-- Start --
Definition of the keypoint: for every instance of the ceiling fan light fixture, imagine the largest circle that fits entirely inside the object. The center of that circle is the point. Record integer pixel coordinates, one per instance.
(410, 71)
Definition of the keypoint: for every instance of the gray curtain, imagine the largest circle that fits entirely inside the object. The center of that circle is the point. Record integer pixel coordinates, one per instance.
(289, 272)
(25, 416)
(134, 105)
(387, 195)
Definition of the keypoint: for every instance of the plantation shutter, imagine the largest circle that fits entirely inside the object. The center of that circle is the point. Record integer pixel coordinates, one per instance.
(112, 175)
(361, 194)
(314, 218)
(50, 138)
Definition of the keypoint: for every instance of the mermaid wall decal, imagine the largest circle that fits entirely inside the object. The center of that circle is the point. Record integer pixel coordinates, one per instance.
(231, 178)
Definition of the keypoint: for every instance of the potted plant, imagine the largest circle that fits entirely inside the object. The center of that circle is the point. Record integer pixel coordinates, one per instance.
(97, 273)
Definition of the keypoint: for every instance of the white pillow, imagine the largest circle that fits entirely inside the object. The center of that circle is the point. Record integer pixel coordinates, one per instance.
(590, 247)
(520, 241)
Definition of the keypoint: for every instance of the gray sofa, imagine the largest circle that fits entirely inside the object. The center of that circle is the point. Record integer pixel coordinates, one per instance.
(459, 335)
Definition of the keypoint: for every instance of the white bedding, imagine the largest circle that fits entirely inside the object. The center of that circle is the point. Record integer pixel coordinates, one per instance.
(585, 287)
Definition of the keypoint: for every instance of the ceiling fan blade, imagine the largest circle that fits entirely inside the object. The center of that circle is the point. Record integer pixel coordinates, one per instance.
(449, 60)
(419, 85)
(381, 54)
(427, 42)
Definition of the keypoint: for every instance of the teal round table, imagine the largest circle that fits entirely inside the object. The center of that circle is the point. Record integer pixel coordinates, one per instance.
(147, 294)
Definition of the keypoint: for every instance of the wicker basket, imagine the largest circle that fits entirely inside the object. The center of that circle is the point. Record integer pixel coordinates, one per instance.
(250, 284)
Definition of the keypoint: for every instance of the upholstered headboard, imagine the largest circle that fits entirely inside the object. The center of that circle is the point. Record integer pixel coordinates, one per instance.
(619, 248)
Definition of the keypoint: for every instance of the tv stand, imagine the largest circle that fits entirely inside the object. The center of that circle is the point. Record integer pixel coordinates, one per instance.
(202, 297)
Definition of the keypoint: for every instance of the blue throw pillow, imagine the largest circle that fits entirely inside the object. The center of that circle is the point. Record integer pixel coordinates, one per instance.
-- End --
> EXERCISE GOAL
The full set of records should be duplicated exactly.

> THE RESPONSE
Definition of the keypoint: for every instance of the ceiling fan light fixture, imagine the largest circle that fits entirely inside the object. The center of that circle is the point. Record integer pixel coordinates, one per instance.
(410, 71)
Definition of the keypoint: for every instance of the gray curtain, imagine the largest circle that fits entirely inside the object. The center of that circle is the point. Record integer pixel coordinates, one per instance.
(289, 272)
(25, 416)
(134, 105)
(387, 195)
Definition of the keypoint: for every instance of the plantation shutter, imagine the largest circle that fits entirely inside the object. The center of that circle is the point. Record integer pixel coordinates, one per instance.
(112, 175)
(361, 194)
(314, 218)
(50, 138)
Definition of the keypoint: for every instance of the mermaid wall decal, imagine the largest circle that fits entirely inside the object. The center of that circle is the point. Record integer pixel coordinates, one per instance.
(231, 178)
Definition of the keypoint: for every instance of the potted plant, imagine the largest circle that fits entirely inside the object. The center of that circle is the point. Record integer pixel coordinates, one per instance.
(97, 273)
Definition of the keypoint: for every instance of the white pillow, imagine the largest circle that fits entirely inside the object. The center of that circle is the point. Record integer pixel coordinates, one per instance.
(590, 247)
(520, 241)
Definition of the keypoint: for every instance of the gray sofa, imagine the largest circle that fits entirely inside the object. The center of that circle is the point. Record integer pixel coordinates, one per instance.
(459, 335)
Definition of the keypoint: for every instance of the white bedding, imagine the largest circle that fits entirely inside the object. The center of that circle is the point. Record integer pixel coordinates, one per instance.
(585, 287)
Definition of the keypoint: for every instance of the ceiling fan blade, imagine the largest circle that fits entirely inside the object. The center of that circle is the point. Record integer pixel coordinates, one per instance.
(449, 60)
(419, 85)
(381, 54)
(427, 42)
Definition of the keypoint: for every instance of the teal round table, imagine the largest circle that fits entirely inside the object. The center of that circle is the point. Record integer pixel coordinates, one per instance.
(147, 294)
Definition of the keypoint: for every instance of the wicker basket, imagine the largest circle that fits entirely inside the object. The center of that circle is the point. Record integer pixel coordinates, one per instance.
(250, 284)
Definition of the keypoint: for every instance of the upholstered headboard, imagine the largest circle that fits entirely inside the object. The center of that circle is the point. Record integer pixel coordinates, one per instance.
(619, 248)
Definition of the keypoint: for every instance of the tv stand, imagine the largest circle that fits entirely inside the object. The center of that circle is the point. Record integer pixel coordinates, one per instance.
(202, 297)
Definition of the keypoint: for every instance of the blue throw pillow, imagine the largest circle that fits entirely inside the object. The center of that circle is the point. Record integer pixel coordinates, one per instance.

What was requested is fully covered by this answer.